Listing:

◆ ◆ ◆ ◆ ◆ ◆ ◆

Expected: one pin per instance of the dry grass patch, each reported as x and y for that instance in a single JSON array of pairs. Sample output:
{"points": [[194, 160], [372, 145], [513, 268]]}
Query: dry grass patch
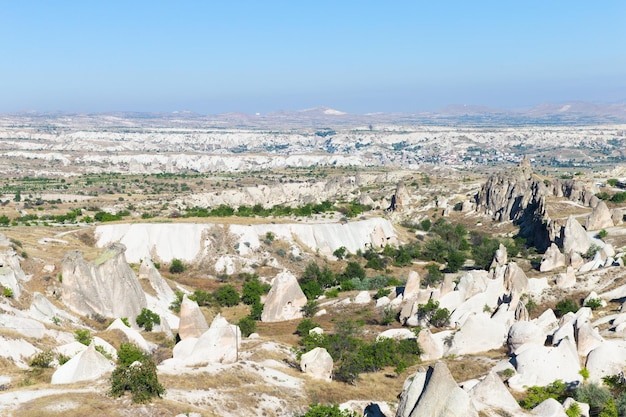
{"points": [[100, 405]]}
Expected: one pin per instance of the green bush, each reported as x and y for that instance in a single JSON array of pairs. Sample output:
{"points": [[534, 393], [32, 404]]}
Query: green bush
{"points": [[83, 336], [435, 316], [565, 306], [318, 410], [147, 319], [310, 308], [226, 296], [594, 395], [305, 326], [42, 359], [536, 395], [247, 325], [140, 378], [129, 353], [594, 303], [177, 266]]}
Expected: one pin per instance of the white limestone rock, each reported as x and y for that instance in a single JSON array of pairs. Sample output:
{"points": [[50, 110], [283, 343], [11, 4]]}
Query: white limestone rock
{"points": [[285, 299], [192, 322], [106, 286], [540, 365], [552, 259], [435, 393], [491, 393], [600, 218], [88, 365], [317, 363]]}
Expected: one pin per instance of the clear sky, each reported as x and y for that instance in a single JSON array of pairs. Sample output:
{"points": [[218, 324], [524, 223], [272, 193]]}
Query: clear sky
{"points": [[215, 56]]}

◆ ◆ ◆ ◆ ◆ ◆ ◆

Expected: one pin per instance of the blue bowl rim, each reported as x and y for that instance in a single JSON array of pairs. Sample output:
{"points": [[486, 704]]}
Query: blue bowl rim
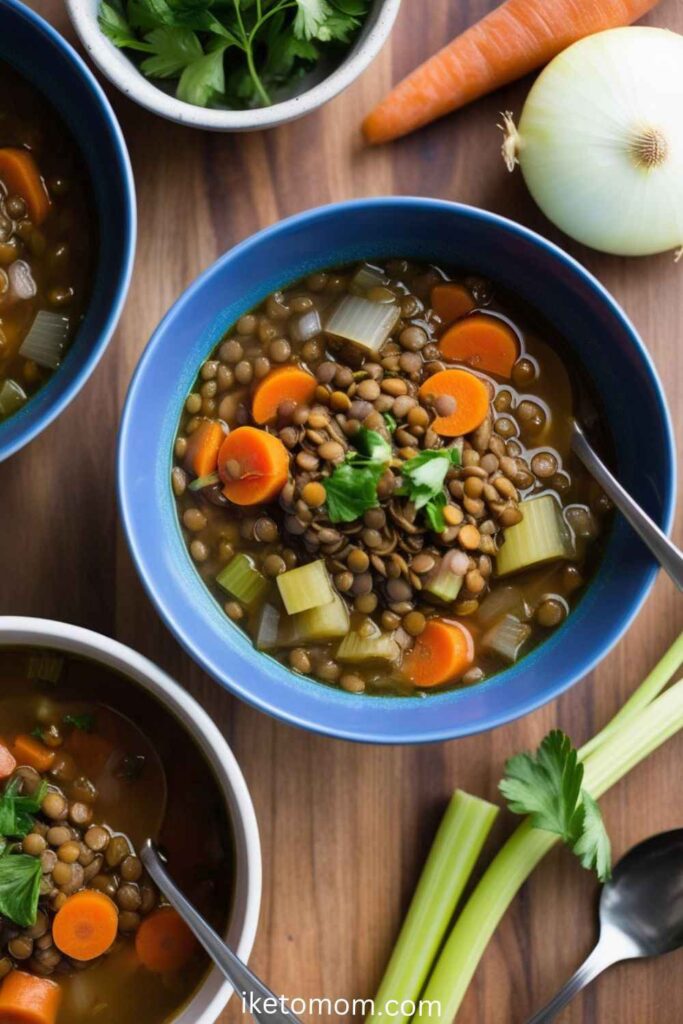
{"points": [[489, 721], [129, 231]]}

◆ ◆ ◆ ◆ ◆ ◆ ◆

How many lines of the material above contain the string "pairs", with case counting? Reply with the number alone.

Result below:
5